** SOURCE DATA follows **
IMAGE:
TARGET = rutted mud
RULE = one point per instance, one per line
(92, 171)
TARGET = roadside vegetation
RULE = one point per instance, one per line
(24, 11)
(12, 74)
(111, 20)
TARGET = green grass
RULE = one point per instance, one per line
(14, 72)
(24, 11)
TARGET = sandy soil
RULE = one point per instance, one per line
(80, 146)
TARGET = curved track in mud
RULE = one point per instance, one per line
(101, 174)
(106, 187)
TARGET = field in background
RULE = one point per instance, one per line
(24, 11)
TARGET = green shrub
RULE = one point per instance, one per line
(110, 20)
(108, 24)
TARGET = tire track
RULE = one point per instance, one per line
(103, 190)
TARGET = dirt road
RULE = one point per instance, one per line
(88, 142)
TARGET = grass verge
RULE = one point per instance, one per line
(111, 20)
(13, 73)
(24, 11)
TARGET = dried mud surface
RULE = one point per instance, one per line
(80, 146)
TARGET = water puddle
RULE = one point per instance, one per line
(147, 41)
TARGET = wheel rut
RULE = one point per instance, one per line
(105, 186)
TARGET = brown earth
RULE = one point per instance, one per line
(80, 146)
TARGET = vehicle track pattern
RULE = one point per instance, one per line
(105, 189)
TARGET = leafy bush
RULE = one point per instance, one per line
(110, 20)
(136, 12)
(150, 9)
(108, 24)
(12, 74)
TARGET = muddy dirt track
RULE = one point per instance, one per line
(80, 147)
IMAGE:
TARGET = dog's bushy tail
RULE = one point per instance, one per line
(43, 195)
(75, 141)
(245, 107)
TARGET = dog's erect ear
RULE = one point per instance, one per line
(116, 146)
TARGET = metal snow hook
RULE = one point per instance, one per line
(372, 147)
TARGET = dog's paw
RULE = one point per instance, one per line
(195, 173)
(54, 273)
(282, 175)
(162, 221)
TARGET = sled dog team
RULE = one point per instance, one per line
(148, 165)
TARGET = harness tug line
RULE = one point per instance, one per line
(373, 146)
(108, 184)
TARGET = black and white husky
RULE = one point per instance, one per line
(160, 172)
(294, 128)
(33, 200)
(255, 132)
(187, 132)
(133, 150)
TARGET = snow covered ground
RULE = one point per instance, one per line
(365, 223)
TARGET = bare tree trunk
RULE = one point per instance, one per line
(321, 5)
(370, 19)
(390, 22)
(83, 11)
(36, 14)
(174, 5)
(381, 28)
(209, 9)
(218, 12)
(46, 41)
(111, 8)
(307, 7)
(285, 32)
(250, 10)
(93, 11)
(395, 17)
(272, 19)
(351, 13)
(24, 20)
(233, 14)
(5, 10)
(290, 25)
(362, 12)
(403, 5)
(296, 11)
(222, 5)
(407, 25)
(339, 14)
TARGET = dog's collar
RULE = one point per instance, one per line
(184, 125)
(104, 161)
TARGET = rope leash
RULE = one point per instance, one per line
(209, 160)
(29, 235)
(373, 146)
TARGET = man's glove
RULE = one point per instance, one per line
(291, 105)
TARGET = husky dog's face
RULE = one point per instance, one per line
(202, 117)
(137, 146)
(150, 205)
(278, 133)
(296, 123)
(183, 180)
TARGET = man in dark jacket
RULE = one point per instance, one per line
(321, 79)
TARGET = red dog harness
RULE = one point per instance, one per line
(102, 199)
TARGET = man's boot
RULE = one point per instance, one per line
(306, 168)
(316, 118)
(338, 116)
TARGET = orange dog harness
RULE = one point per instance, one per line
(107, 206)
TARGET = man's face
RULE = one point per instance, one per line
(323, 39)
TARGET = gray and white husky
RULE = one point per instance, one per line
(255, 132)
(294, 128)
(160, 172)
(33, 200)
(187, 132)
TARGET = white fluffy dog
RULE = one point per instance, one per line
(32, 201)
** End of SOURCE DATA **
[WHAT TO DO] What is the number of lines in these records that contain "husky"? Reply with the number only.

[WRITTEN ANSWER] 3